# What you will do
Without changing anything, transcribe all of the entries.

[Stored data entries]
○ ○ ○ ○ ○

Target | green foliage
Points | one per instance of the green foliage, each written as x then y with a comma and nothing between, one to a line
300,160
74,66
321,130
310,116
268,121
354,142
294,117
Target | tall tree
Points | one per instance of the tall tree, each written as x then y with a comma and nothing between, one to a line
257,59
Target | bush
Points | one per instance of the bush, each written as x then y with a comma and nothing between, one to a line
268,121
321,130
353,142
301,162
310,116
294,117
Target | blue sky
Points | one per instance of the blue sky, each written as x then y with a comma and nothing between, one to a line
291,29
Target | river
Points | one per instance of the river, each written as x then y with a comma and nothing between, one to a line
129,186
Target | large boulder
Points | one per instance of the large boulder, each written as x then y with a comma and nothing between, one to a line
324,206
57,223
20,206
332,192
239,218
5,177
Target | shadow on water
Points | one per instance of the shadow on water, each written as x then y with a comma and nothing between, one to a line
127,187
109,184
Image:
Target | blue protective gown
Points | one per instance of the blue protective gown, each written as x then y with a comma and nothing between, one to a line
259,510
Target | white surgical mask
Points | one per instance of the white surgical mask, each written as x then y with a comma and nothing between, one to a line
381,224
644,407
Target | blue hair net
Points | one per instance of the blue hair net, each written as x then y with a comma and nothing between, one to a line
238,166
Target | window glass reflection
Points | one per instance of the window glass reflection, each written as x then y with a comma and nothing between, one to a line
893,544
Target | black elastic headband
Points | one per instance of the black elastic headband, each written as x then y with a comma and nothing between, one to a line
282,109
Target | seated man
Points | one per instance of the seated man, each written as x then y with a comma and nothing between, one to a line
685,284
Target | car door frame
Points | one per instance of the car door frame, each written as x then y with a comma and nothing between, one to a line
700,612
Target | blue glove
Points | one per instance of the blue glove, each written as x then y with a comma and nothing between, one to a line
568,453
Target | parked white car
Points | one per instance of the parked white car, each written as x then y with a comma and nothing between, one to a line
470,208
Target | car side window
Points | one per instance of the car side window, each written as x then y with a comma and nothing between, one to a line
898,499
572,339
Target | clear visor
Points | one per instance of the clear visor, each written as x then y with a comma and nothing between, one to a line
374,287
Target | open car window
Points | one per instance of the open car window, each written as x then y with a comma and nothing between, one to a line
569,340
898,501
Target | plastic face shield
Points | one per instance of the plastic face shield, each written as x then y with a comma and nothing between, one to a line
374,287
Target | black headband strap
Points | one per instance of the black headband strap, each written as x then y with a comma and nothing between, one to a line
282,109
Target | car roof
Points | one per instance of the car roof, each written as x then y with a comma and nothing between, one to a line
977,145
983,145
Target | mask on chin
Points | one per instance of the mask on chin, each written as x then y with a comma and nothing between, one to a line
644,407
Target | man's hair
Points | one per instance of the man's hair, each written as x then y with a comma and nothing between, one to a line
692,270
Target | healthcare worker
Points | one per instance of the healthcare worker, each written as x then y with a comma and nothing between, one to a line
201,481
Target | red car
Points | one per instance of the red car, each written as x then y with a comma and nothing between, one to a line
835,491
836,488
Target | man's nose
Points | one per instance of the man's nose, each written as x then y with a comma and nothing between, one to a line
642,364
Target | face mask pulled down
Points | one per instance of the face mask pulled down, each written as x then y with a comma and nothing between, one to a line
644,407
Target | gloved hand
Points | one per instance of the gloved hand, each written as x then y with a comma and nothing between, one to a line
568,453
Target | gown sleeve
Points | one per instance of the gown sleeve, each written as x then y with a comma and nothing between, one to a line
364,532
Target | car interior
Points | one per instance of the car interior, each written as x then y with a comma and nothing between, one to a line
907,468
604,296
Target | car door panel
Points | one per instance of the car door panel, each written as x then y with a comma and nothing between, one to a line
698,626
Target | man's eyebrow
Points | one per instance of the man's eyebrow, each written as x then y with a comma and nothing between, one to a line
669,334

○ ○ ○ ○ ○

# Exercise response
Target | green foliage
Points | one per instance of the green foliage, each written as x then y with a comma and nothing between, one to a line
300,160
74,66
321,130
310,116
268,121
354,142
294,117
Target | tall tree
Points | one per instance of the tall tree, each written as x then y with a comma and nothing between, one to a line
257,59
Target | bush
Points | one per instance of the bush, each written as x then y with a comma and nothing between, one to a line
268,121
321,130
353,142
301,162
310,116
294,117
Target | blue sky
Points | one per instance of the blue sky, each written as x then y with a comma and nothing between, one to a line
291,29
Target | river
Points | one per instance of the river, each written as x then y with a comma and nothing between, one to a line
129,186
Target | large boulder
Points | one per instance of the large boulder, each written as x then y with a comma and nothing between, one to a line
324,206
57,223
20,206
332,192
239,218
5,177
Target | shadow on water
Points | one per instance of the shadow on water, each written as x then y with a comma and nothing between, one to a line
127,187
109,184
Image:
Target | blue protective gown
Points | one per instance of the blue protective gown, each written as x then y with a comma and nothing between, one to a line
259,510
Target | white surgical mask
Points | one per instance of the white surgical mask, each written as x then y with a comma and nothing between, one to a line
381,224
644,407
Target | blue hair net
Points | one per instance of the blue hair net, each written as x then y with a comma and nothing between, one to a line
238,166
Target | window glass reflection
Points | one per instance of the window glass reflection, each written as x then y with a comma and nothing between, one to a line
893,544
Target | black elastic headband
Points | one per instance of the black elastic headband, each written as x then y with a comma and nothing between, one to a line
282,109
Target | seated man
Points | one per instance of the seated man, each written as x then y with a comma and nothing between, one to a line
685,284
Target | car door frame
Points | one per instance of the car door frame, each written as x then y with a comma and nothing between, one to a line
700,612
Target | blue glove
Points | one per instance of the blue glove, each written as x then y with a comma and nothing between, one to a line
568,453
Target | parked white car
Points | one per instance of the parked white car, each written as x then y with a comma and nothing between, one to a line
470,208
Target | car side window
Points | one per instance of the car side window, each written as x then y with a comma and nothing between, one to a line
898,499
572,339
Target | clear visor
Points | one per instance of the clear visor, each written as x then y with a comma and nothing between, one to a line
374,287
Target | open car window
Points | one per instance of the open car window, each written as x then y with a comma and nothing between, one to a line
569,340
898,501
Target | plastic face shield
Points | one per instance of the plastic face shield, each written as x then y with a comma and nothing between, one to a line
374,287
Target | black headband strap
Points | one per instance of the black headband strap, each written as x then y with a comma and nothing between, one to a line
282,109
Target | car roof
Points | one per instance of the car roof, each written as x then y with a comma and nothing between, one to a line
977,145
983,145
Target | mask on chin
Points | one per instance of the mask on chin, each written as x then y with a comma and nothing between, one to a line
644,407
Target | man's hair
Points | one per instance of the man's hair, each written as x then y with a comma and nothing between, one to a line
692,270
Target | healthcare worker
Points | one per instance of the healthcare worker, each written as x then y with a comma and nothing between, one to a line
201,481
Target | red car
Points | one per instance of the red car, each written as x then y with a comma and nothing between, one to a line
835,491
836,488
Target | man's nose
Points | one per instance of the man's nose, each written as x then y with a comma and nothing between, one to a line
642,364
Target | face mask pulled down
Points | one per instance of the face mask pulled down, each written as x then y with a comma and nothing between, one to a line
644,407
Target | gloved hand
Points | one per instance of the gloved hand, each written as x then y with a comma and nothing between, one to a line
568,453
Target | gown sleeve
Points | one per instance of the gown sleeve, each written as x then y with a comma and nothing between, one to a line
364,532
Target | car interior
Points | one per instance of the car interior, each written as x then y with a comma and nothing between, one to a line
907,468
604,296
Target | car door panel
Points | one per instance of the car door panel, each written as x then y with a comma and nothing between, one to a line
698,626
Target | man's eyebrow
Points | one per instance of the man's eyebrow, each written as x then y with a comma and nothing between, one to a line
669,334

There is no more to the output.